*What this task involves*
Copy the records below word for word, keeping every line in its original order.

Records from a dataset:
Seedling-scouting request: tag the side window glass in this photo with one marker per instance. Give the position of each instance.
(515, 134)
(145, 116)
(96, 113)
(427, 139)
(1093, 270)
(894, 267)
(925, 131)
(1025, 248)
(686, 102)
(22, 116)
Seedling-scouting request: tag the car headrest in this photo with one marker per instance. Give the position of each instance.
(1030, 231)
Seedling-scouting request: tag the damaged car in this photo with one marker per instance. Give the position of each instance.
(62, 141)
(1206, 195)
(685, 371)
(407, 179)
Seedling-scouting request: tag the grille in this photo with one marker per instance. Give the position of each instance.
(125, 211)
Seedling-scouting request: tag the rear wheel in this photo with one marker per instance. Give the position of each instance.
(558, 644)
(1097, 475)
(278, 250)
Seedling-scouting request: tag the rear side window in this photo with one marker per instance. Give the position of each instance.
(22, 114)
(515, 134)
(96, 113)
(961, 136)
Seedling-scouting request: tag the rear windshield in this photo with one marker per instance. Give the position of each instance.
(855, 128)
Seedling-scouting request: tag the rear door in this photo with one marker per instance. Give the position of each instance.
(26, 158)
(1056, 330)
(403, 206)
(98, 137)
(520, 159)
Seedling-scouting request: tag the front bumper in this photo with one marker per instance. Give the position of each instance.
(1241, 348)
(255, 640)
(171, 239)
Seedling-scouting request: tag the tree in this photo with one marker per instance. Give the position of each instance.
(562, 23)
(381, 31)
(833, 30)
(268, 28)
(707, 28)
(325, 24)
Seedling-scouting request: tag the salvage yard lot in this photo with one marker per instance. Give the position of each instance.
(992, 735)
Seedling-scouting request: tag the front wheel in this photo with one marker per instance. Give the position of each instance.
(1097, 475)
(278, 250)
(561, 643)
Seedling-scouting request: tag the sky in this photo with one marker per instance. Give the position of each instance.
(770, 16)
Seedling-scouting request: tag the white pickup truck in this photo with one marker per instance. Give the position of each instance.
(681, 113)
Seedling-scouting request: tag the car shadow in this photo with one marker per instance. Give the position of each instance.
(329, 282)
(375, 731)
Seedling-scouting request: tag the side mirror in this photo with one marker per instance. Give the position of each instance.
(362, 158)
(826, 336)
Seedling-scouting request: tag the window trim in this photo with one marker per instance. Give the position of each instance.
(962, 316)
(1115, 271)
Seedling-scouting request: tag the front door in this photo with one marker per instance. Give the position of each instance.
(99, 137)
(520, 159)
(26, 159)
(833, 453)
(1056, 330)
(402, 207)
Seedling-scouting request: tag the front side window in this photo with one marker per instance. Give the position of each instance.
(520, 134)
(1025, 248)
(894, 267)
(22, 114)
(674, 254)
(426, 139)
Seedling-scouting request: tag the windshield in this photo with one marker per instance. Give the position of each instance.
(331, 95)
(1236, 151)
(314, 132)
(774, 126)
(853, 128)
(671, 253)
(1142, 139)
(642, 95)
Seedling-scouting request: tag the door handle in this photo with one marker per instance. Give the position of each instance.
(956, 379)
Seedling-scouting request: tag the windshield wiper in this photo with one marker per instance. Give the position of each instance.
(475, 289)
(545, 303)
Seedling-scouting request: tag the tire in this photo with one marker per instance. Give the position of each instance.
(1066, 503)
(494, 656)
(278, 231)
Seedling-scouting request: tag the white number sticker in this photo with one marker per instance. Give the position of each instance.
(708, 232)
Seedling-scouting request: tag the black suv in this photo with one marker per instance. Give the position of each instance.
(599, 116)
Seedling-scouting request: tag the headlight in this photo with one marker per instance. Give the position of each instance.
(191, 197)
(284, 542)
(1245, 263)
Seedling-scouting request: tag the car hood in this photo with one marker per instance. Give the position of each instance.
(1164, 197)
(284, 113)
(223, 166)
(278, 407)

*Answer to this task*
Seedling-scouting request: tag the side window glass in this photo with one marker per instance. Give the position of each instance.
(515, 134)
(145, 116)
(96, 113)
(427, 139)
(1093, 270)
(894, 267)
(925, 131)
(1025, 248)
(686, 102)
(22, 116)
Seedling-scouting request: tag the car headrest in this photo with one marker per instance. Give the position of each instance.
(1030, 231)
Seedling-scouting request: tag the damaged car in this photo with one marker per instance. Give the position of each instance.
(62, 141)
(1206, 195)
(685, 371)
(407, 179)
Seedling-scouting request: tag the grille in this photo with one marker per instance. Give the position of each instance.
(125, 211)
Seedling-scouting request: tag the rear wheel in this photo with one marker per instance. Give the position of each instance.
(558, 644)
(1097, 475)
(278, 250)
Seedling-scouting request: tag the rear side window in this photo with one marker per instance. Give the position of each instance.
(22, 114)
(515, 134)
(96, 113)
(961, 136)
Seedling-scouting request: tag the rear windshield in this photo with one marker per instance. Give the position of each instance.
(855, 128)
Seedling-scouting request: tag the rear door in this photo with one marker per instance. Give the position of each instance.
(26, 158)
(1056, 330)
(403, 206)
(98, 137)
(520, 159)
Seedling-scouting request: tag the front bumper in this photo with one marker per instance. Give the position of each instance.
(1241, 348)
(255, 640)
(171, 239)
Seedling-scouting request: tag the tree in this photo with one marker per instance. Give the position of each instance.
(562, 23)
(381, 31)
(833, 30)
(268, 28)
(707, 28)
(325, 24)
Seedling-scouting request: tag the salvage yard lot in this photo with one marker per instance. Give the position of each instance.
(992, 735)
Seedling-scouting request: tag the front wheel in this photo with one marker per instance. Give the position of each instance.
(1097, 475)
(278, 250)
(561, 643)
Seedling-scouting request: tag the sky in this photo with one marker per instance. Give the position of each instance.
(770, 16)
Seedling-scouting request: tag the white pickup truck in this photo with one marker per instance. Give the position of each instance.
(681, 113)
Seedling-scouting request: tag the car shadow in this photo with one marker per instance. Give the position of each instance.
(329, 282)
(375, 731)
Seedling-scouting request: tag the side mirror in this photo with one marker per instance. Give the position of each instance.
(362, 158)
(826, 336)
Seedling-scouting request: tag the window trim in this photo with one marker per instance. Give the position of each instance.
(962, 316)
(1115, 271)
Seedling-scouting request: tag the front door in this photo with one marker per instance. Give the position of each instance.
(99, 137)
(520, 159)
(26, 159)
(833, 453)
(1056, 330)
(402, 207)
Seedling-scouting request: tag the front side window in this photo with one marker per instance. Give the position of each instance.
(520, 134)
(1025, 248)
(894, 267)
(22, 114)
(674, 254)
(426, 139)
Seedling-scouting request: tag the windshield in this photo with one marker per instance. Give the position of each instance.
(331, 95)
(1236, 151)
(314, 132)
(774, 126)
(853, 128)
(671, 253)
(1142, 139)
(642, 95)
Seedling-scouting request: tag the door handle in this photo with one marker per instance. Give the position of each instance.
(956, 379)
Seedling-scouting request: tag the windshield wiper in this photo with one marker per instance. Give the position of each instance.
(475, 289)
(545, 303)
Seedling-scouting request: tag the tire in this photo with one marker per instance. Give the position of each instance.
(1066, 503)
(494, 656)
(278, 231)
Seedling-scouting request: tag the white number sticker in this photo with one marker per instance. Give the position of each instance.
(708, 232)
Seedling-scouting request: tag the black suv in this photo with one marker per instance. Give the position of each instance.
(599, 116)
Seedling-scouting request: tag the headlight in this photo with one marker per instance. Give the position of each instance.
(191, 197)
(284, 542)
(1245, 263)
Seedling-scouting request: tag the car hood in this photo with one marker per instance. Give the position of each instance.
(1164, 197)
(284, 113)
(223, 166)
(278, 407)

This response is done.